## INSTRUCTIONS TO FOLLOW
Rewrite the lines of the material below, from the line with "Which spot lies innermost in each instance of the stir-fried" through the end of the material, as a numbered list with blank lines left out.

BEGIN ENTRIES

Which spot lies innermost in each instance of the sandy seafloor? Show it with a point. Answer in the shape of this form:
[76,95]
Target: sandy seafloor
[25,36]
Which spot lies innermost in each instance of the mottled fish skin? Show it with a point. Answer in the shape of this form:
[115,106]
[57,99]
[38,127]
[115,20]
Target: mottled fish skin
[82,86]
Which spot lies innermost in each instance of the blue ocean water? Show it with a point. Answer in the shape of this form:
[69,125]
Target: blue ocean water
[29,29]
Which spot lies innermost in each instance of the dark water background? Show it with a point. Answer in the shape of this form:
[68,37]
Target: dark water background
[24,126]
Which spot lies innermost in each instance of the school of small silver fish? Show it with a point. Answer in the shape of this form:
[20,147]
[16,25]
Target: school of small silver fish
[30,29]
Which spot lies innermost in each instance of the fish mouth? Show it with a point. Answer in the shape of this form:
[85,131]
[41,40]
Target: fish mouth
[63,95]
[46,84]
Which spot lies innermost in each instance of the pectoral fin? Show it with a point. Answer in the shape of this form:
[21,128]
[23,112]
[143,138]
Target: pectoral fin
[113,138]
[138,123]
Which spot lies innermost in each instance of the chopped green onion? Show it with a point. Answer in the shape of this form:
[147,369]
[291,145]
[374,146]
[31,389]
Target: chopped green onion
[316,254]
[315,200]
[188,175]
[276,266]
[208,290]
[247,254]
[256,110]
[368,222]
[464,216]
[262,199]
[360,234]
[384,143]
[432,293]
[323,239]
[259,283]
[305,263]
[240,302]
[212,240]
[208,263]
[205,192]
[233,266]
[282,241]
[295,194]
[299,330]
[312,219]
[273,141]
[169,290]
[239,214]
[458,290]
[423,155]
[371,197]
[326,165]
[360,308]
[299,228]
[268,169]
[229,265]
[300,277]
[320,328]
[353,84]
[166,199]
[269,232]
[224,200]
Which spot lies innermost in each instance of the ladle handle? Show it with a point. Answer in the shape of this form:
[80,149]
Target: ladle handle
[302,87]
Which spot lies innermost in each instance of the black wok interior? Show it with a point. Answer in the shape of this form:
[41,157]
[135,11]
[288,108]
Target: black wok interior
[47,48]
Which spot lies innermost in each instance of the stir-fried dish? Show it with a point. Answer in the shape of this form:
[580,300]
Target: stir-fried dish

END ENTRIES

## RESULT FOR THIS TASK
1. Which spot lies innermost in each instance of the stir-fried dish? Show it with a point. Answer in the shape of this form:
2. [580,300]
3. Target: stir-fried dish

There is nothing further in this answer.